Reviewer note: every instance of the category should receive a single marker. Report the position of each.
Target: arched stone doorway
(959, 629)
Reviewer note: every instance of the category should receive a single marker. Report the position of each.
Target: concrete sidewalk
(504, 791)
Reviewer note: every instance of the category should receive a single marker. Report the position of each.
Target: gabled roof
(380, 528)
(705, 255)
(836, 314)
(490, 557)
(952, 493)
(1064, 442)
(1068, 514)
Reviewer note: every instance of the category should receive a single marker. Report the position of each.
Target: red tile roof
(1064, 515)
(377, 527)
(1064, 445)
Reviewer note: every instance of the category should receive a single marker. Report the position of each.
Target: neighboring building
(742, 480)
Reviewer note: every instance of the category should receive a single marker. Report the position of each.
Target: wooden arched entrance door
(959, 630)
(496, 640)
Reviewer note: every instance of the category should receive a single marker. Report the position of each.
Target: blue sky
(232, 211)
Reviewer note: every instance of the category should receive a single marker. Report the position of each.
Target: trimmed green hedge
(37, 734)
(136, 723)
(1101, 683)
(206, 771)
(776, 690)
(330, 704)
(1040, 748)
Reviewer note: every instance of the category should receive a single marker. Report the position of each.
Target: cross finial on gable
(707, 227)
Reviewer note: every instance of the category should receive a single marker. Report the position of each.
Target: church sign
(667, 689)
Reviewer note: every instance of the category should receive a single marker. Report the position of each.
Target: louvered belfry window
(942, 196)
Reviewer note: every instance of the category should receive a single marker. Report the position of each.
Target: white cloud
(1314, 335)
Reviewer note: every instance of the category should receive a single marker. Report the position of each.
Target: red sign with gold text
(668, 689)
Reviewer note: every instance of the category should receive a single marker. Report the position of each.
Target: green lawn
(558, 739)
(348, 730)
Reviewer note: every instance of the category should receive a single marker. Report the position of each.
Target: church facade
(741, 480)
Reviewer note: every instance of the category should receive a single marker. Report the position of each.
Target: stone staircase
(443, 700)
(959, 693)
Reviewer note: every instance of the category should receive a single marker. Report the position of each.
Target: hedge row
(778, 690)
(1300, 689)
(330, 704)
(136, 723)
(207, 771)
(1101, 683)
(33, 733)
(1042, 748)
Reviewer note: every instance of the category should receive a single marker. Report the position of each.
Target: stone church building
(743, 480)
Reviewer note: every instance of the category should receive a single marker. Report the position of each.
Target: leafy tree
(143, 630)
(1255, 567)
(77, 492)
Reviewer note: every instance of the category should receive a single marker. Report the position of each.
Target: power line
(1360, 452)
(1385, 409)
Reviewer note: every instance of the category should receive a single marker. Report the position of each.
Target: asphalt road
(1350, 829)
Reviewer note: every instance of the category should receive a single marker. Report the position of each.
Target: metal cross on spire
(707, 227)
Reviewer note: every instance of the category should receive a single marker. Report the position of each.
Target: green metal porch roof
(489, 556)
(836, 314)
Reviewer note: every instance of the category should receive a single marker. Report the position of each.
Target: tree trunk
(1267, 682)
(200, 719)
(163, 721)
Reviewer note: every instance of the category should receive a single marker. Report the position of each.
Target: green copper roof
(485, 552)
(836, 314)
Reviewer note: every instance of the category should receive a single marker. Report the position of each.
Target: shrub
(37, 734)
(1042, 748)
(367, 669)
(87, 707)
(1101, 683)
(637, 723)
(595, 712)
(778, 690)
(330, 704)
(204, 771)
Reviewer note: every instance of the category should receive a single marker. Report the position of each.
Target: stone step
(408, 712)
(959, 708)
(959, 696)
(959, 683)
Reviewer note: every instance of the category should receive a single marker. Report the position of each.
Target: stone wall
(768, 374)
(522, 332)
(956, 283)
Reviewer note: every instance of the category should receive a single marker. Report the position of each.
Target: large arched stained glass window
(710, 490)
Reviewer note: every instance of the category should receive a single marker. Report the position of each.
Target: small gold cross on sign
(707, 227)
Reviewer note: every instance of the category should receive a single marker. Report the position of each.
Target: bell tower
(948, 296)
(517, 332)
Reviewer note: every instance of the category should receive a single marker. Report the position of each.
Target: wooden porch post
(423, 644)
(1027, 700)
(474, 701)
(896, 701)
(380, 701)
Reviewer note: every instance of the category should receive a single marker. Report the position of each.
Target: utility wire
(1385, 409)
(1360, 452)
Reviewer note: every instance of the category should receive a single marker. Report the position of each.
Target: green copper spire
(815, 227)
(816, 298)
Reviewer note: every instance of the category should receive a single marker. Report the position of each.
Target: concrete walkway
+ + +
Extract each line from the listing above, please, and repeat it exactly.

Reviewer note: every instance of the category should receive a single marker. Report the position of each.
Target: arched stone doorway
(959, 629)
Reviewer note: every instance of the category should receive a single marker. Report the position of each.
Target: concrete sidewalk
(504, 791)
Reviewer note: every instance of the category should receive a single marker. Report the position of each.
Target: gabled roof
(380, 528)
(705, 255)
(836, 314)
(490, 557)
(952, 493)
(1064, 442)
(1068, 514)
Reviewer note: every instance of the category should receive a single marker. Report the position of each.
Target: red tile roof
(1064, 515)
(377, 527)
(1064, 445)
Reviewer note: every instance of the category should receive a single marker. Report the position of each.
Target: neighboring building
(742, 480)
Reviewer note: every instance of the category should receive a single marker. Report the position of each.
Target: wooden arched entrance door
(959, 630)
(496, 640)
Reviewer note: every instance of the category should receive a single marker. Report the position of each.
Target: blue sky
(232, 211)
Reviewer note: every instance of the category should receive a single marker. Report the position of each.
Target: trimmed green hedge
(37, 734)
(136, 723)
(1101, 683)
(206, 771)
(776, 690)
(330, 704)
(1040, 748)
Reviewer note: every instance of the category should receive a single marker. Report the position of each.
Target: cross finial on gable
(707, 227)
Reviewer note: every instance of the category should receive a single marker. Report the position of each.
Target: church sign
(667, 689)
Reviewer note: every instance of the category should receive a single marker. Report the position of each.
Target: louvered belfry window
(942, 196)
Reviewer note: every instance of the category should receive a single marker. Report the position of each.
Target: white cloud
(1314, 335)
Reviewer note: every instance of the category should receive a single marker. Report the position of each.
Target: red sign with gold text
(668, 689)
Reviewer note: every instance of the category should receive a single marker. Report the position of each.
Target: green lawn
(558, 739)
(348, 730)
Reviewer note: every instance of the category should receive a single marker. Report the position of each.
Target: church facade
(741, 480)
Reviewer note: every instance of the category should receive a single marker. Report the position of each.
Target: stone staircase
(443, 700)
(959, 693)
Reviewer note: every instance of the category should receive a single marker. Report the position of each.
Target: hedge row
(778, 690)
(1300, 689)
(330, 704)
(136, 723)
(207, 771)
(1101, 683)
(33, 733)
(1042, 748)
Reviewer note: every instance of the category should receive a single marker. Report the position of each.
Target: stone church building
(743, 480)
Reviewer note: every instance of the category should receive a single marker. Report the position of each.
Target: leafy tree
(143, 630)
(1255, 567)
(77, 492)
Reviewer note: every instance of the category should receive a single marker. Report the position of each.
Target: power line
(1360, 452)
(1385, 409)
Reviewer note: every instance of the category should receive a single marker. Report the position of each.
Target: asphalt road
(1350, 829)
Reviewer note: every instance of the category should receive a single marker. Report the position of each.
Target: metal cross on spire
(707, 227)
Reviewer note: every instance of the category should receive a single marker. Report the position of each.
Target: green metal porch roof
(489, 556)
(836, 314)
Reviewer note: every instance of the category should receive a single marker. Report the position of each.
Target: tree trunk
(1267, 682)
(200, 719)
(163, 721)
Reviewer note: every instance of the category should receive a single marker. Report the position of each.
Target: green copper roof
(485, 552)
(836, 314)
Reviewer note: every instance of the category should receive a single marker. Report the position of each.
Target: shrub
(37, 734)
(1042, 748)
(367, 669)
(87, 707)
(1101, 683)
(637, 723)
(595, 712)
(778, 690)
(330, 704)
(204, 771)
Reviewer note: every instance of the category should receive a single marker. Report the position of each.
Target: stone step
(408, 712)
(959, 708)
(959, 696)
(959, 683)
Reviewer note: every instance of the category should receive a single marker. Report the position of each.
Target: stone wall
(768, 374)
(522, 332)
(956, 283)
Reviewer note: every instance of the category should receive a single marker. Report the position of each.
Target: large arched stained glass window
(710, 490)
Reviewer note: every instance of the category should receive a single marker. Report the position of each.
Target: small gold cross on sign
(707, 227)
Reviewer note: every instance of the category should receive a single marker. Report the position of each.
Target: bell tower
(948, 296)
(517, 332)
Reviewer note: every instance of the category should receive a single marker. Report the position of each.
Target: wooden porch post
(423, 644)
(1027, 700)
(474, 701)
(896, 701)
(380, 701)
Reviewer note: every instance of the category should receive a single marker. Report the position of each.
Target: utility wire
(1385, 409)
(1360, 452)
Reviewer note: every instance of the category should receive a single marker. Report the position of each.
Target: green copper spire
(815, 227)
(816, 298)
Reviewer note: every instance of the category should receive a single marker. Report the position of each.
Target: concrete walkway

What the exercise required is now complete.